Passage for review:
::::

Grab some left over Halloween candy, your favorite glass of wine and let’s have a seat. Let’s discuss the mental load that is affecting all moms. Mental load is real regardless of your working status. Whether you are a SAHM, Working Mom, WAHM…am I missing any? Either way, this mental load affect us all. And it’s the reason why we always so damn tired. You want to know why I’m always so damn tired?? Side note…I have PCOS which does not help my cause. At. All. But aside from that I’m….
I’m thinking about what’s for dinner and also internally jabbing myself for not working on a meal plan for the week as I should be doing. It’s a beautiful thing in theory that just never happens.
Wondering if I remembered to take the laundry out of the washer and throw in the dryer. And this my friends, is why my husband does the laundry 90% of the time. But that 10% where it’s just me handling….it’s not pretty. I also don’t do windows. In case you’re wondering.
Figuring out how I am going to work getting a new stove in between holiday shopping. Because my stove decided to shit the bed. I mean it was a top of the line stove….back in 1960. Couldn’t it have waited until tax season?? UGH!
Trying to remember if I’ve dropped the ball at all at work. I mean did I send that email or approve the document or not??
Is this a true medical emergency or should I wait until the last possible moment to call my doctor? I got no time to be playing around but I also have no time to try to make time for the doctor.
Do I have enough money to pay all the bills this month and still be able to feed everybody? Because they got to eat daily.

::::

[Entries from a collection]

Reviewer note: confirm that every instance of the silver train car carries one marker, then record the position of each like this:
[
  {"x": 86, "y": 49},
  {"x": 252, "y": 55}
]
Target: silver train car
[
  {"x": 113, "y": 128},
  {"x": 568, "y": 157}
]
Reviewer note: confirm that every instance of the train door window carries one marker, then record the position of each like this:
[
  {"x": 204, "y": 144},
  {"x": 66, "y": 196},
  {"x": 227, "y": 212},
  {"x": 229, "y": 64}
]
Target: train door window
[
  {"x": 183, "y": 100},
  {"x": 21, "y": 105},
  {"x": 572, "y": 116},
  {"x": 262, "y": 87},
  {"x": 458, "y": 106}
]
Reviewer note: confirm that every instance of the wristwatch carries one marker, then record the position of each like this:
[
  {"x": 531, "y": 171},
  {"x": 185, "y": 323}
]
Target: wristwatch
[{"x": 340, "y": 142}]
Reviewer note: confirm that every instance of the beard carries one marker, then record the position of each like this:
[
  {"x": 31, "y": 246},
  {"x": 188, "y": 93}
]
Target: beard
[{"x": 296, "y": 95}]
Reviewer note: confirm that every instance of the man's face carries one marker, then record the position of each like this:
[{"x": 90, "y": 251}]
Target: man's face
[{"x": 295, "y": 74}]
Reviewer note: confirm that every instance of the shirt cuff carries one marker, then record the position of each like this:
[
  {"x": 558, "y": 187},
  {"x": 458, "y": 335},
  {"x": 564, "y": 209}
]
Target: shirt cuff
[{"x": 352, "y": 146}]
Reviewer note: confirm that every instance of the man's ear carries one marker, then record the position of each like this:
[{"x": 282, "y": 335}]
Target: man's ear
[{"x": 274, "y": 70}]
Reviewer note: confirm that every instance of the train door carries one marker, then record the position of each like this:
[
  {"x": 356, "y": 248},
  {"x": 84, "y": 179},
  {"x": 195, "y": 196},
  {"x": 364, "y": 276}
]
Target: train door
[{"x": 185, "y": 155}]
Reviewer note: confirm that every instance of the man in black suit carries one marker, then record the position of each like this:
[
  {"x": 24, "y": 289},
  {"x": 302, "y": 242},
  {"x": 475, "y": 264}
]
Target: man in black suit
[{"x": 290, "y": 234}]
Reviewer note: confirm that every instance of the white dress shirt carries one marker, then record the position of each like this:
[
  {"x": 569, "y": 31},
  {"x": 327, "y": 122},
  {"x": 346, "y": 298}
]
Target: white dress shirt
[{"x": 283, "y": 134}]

::::

Exercise directions:
Can you continue the post about the mental load moms carry, picking up after its last line?

Response to the task:
Will my kids need a new coat? I think my older one will. So then who’s going to clean out the closet? We should be decluttering and making some donations to Goodwill so that we can get a break on our taxes when we file in a few months.
Do I have enough time from work to be able to make it to any parent teacher conferences or if by the off chance someone gets sick? Because I had to use one of my last days of paid time off to clean my house after my kid’s birthday party. Don’t get me started.
What am I missing? I’m definitely missing something. I’m in a never ending state of juggling with an immense fear that I will literally drop a ball. My life is like a game of Jenga where you are slowly moving things to make other things fit in the hope the whole darn thing doesn’t fall and ruin the game.
I work off of lists. And I have some friends who are bad ass at list and spreadsheet making. Looking at you, Sili. I’m trying but sometimes I make my lists and then forget it at home. Doesn’t everyone?